WRITTEN INSTRUCTION ::
Gather each line in the items below that contains the string "bounding" and copy it in full.

>> start RECORDED DATA

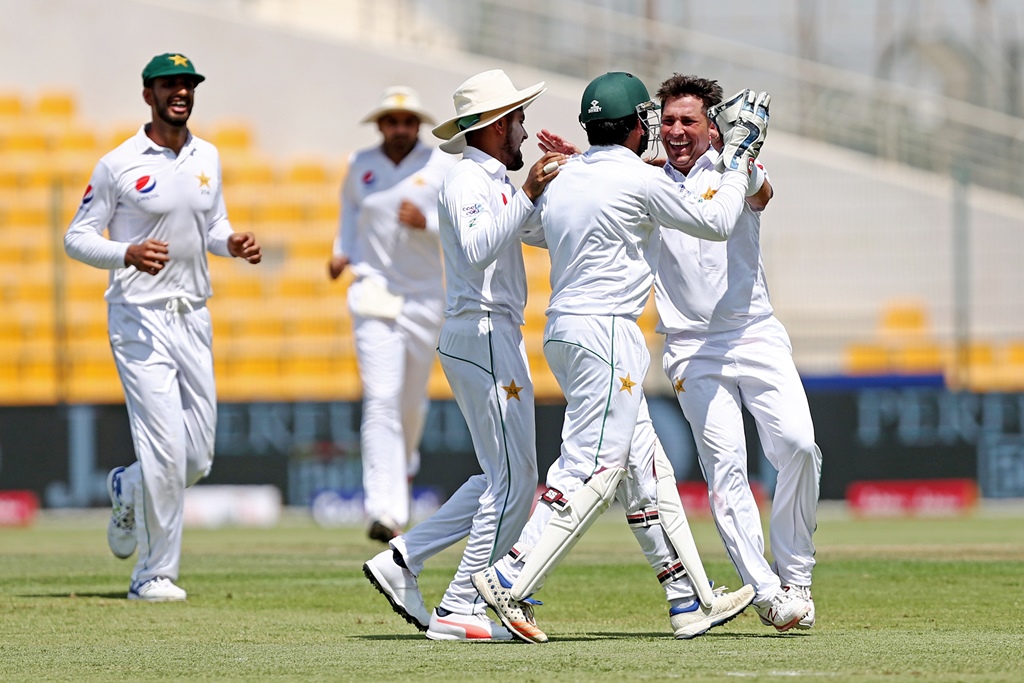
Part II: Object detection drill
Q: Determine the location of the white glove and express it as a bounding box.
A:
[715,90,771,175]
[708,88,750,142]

>> end RECORDED DATA
>> start RECORDED DATA

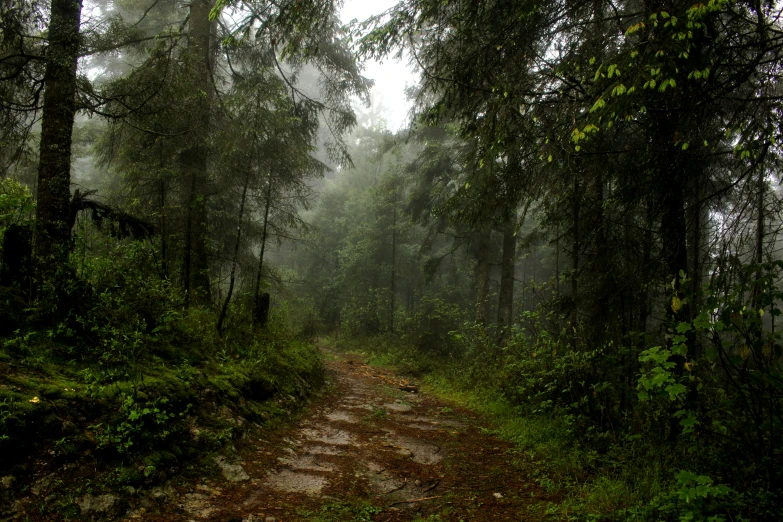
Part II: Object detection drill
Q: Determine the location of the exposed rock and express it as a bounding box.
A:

>> end RECORDED DATA

ANSWER BELOW ::
Q: Determine the location of the white glove and express it as a bounding box.
Q: Determine the location of the exposed rock and express it as a bounding box.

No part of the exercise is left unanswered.